**TEXTE À LIRE**
Ce « monde », c’est aussi celui de l’ »Asile », l’école maternelle où on le met à 22 mois. Puis celui de la « grande école », l’école communale où il porte la croix qui récompense les bons élèves, ce qui ne l’empêche pas d’être un enfant « fougueux ».

« Nous étions, à force de vitalité, infernaux. Lorsque, après la trêve de midi, je retournais à l’école, bien avant la rue du Mouton j’entendais par-dessus les toits voler la clameur de cent voix avant la mue. Et je me mettais à courir.

Tous « élèves », tous en tablier noir, tous solidaires, tous égaux devant les prophètes de la laïcité ; et néanmoins aussi divers que leurs parents citoyens ».

Il parlera souvent de sa vie familiale à Châteauneuf, de sa mère Camille, tendre et gaie, du « magasin » où il découvre les odeurs et les bruits de la vie, et des trois maisons où il vécut successivement.

**CONSIGNE**
Pouvez-vous extraire du texte à lire, mot pour mot, le passage qui va de « Il parlera souvent » à « il vécut successivement. » ?

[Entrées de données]
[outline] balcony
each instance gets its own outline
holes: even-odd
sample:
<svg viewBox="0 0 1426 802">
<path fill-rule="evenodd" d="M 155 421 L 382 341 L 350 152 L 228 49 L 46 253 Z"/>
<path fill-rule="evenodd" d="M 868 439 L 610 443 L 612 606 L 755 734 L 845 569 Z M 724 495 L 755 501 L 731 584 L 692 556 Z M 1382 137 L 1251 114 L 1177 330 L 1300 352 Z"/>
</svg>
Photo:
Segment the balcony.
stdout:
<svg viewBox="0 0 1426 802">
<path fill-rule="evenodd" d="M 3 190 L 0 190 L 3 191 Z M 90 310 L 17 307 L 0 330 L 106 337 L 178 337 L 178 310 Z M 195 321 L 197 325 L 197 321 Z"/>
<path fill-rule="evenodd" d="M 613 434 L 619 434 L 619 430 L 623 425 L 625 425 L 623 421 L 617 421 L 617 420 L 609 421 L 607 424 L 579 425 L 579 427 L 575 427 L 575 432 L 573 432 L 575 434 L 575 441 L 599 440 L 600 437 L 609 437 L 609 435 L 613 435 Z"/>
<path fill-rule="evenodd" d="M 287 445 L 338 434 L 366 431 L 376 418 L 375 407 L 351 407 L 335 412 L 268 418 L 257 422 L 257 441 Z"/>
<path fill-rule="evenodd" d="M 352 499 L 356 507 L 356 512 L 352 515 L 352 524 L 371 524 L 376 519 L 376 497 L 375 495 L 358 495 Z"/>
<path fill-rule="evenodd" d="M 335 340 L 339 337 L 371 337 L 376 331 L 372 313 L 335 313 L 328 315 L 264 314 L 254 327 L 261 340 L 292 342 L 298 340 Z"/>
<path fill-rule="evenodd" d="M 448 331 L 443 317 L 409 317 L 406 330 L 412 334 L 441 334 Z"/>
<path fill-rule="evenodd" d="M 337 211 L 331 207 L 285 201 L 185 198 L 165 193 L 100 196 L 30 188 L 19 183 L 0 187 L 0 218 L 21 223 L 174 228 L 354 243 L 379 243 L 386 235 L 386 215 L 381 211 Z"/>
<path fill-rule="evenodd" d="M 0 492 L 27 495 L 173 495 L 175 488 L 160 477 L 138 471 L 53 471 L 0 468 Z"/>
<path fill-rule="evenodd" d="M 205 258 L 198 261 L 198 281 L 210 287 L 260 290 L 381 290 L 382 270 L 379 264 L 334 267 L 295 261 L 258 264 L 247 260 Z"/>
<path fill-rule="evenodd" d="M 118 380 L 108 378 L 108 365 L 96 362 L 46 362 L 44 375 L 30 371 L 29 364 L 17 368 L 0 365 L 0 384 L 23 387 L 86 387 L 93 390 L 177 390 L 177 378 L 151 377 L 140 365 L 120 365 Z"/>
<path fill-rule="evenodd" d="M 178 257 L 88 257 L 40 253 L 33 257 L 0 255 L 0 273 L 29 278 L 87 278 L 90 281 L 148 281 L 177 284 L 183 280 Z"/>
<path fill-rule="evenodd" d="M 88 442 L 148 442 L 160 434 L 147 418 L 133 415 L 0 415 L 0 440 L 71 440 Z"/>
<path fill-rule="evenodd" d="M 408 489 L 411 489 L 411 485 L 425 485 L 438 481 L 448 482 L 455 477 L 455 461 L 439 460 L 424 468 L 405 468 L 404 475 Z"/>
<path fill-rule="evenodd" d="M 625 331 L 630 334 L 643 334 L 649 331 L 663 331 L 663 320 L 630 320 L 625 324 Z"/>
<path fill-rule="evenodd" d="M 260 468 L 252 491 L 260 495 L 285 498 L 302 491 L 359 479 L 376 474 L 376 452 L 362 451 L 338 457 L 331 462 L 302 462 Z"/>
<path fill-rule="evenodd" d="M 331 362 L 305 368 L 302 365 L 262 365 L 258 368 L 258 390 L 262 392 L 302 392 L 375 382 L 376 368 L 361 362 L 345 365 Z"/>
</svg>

**RÉSULTAT ATTENDU**
Il parlera souvent de sa vie familiale à Châteauneuf, de sa mère Camille, tendre et gaie, du « magasin » où il découvre les odeurs et les bruits de la vie, et des trois maisons où il vécut successivement.